▶ _REQUIRED ACTION_: Restate the material verbatim, every line included.

▶ _DATA SHOWN_:
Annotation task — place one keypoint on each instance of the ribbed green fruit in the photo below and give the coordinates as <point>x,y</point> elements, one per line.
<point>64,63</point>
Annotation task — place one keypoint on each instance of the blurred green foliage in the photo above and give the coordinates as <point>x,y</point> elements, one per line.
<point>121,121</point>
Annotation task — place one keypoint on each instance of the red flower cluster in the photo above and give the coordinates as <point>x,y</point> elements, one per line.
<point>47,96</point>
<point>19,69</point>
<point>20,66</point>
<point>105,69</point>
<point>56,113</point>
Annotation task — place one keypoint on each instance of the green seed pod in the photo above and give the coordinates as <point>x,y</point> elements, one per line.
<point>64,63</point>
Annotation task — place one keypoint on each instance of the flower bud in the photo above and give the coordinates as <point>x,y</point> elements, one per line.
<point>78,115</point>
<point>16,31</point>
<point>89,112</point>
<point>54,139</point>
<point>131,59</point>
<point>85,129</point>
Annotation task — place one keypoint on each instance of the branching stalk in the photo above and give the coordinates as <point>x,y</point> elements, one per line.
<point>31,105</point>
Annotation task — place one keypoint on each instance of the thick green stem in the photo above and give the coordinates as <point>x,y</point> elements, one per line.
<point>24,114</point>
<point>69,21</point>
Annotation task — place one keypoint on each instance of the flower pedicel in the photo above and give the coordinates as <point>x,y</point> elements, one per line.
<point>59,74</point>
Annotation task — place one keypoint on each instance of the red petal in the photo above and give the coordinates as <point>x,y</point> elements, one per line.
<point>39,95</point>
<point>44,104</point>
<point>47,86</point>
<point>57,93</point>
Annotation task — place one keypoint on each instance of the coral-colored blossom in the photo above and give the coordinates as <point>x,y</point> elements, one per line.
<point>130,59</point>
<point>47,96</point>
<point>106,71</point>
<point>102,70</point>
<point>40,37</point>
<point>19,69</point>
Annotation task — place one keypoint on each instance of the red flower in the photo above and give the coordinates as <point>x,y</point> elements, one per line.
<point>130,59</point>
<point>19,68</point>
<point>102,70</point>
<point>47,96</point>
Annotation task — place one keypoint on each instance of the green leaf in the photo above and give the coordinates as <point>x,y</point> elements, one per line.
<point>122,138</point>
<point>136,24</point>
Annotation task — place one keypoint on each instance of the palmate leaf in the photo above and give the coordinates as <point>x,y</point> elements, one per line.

▶ _RESPONSE BOX_:
Annotation task — place one keypoint on each instance of the ribbed green fruit in the photo below and give the coordinates as <point>x,y</point> elements, one per line.
<point>64,63</point>
Annotation task — place one keypoint on each instance of the blurred green foliage in the photo above and give the coordinates as <point>x,y</point> elements, one per line.
<point>121,121</point>
Annotation task — place one keypoint on each instance of the red flower cluster in the photo above and give the coordinates as <point>x,y</point> elements, one per line.
<point>47,96</point>
<point>19,69</point>
<point>20,66</point>
<point>105,69</point>
<point>56,113</point>
Annotation task — place one keypoint on each instance of the green seed pod in the photo above and give the coordinates as <point>x,y</point> elements, one per line.
<point>64,63</point>
Annotation task — place one keypoint on each instance of the flower bud in the photo above and give the coordinates as <point>x,y</point> elements, one per line.
<point>78,115</point>
<point>16,31</point>
<point>89,112</point>
<point>54,139</point>
<point>131,59</point>
<point>85,129</point>
Annotation task — place one keypoint on each instance of the branching stalk in the photo above and give the coordinates as <point>x,y</point> elements, one per line.
<point>31,105</point>
Annotation task — place one keypoint on each instance of the thick green stem in the photo above and give the coordinates as <point>x,y</point> elements, one per line.
<point>24,114</point>
<point>69,21</point>
Annotation task — place one keypoint on each instance of the flower pedicel in the photo above and give the coordinates as <point>x,y</point> elements, one per line.
<point>59,74</point>
Annotation task — place one keypoint on each instance of the red petal in the photo above and give the coordinates as <point>x,y</point> elements, one per line.
<point>39,95</point>
<point>44,104</point>
<point>47,86</point>
<point>57,93</point>
Annotation task — place one keypoint on each instance of the coral-colored blossom in the photo above and give the coordinates as <point>x,y</point> elements, one per line.
<point>130,59</point>
<point>47,96</point>
<point>106,71</point>
<point>102,70</point>
<point>40,37</point>
<point>19,69</point>
Annotation task — place one keypoint on each instance of the red flower in the photo above and give the coordinates as <point>x,y</point> elements, one per line.
<point>130,59</point>
<point>19,68</point>
<point>102,70</point>
<point>47,96</point>
Annotation task — place one keypoint on each instance of the green leaf in the photo above and give the coordinates as <point>x,y</point> elements, one per line.
<point>122,138</point>
<point>136,24</point>
Annotation task — place one keypoint on each instance of the palmate leaf in the photo above and give the coordinates as <point>x,y</point> elements, one per line.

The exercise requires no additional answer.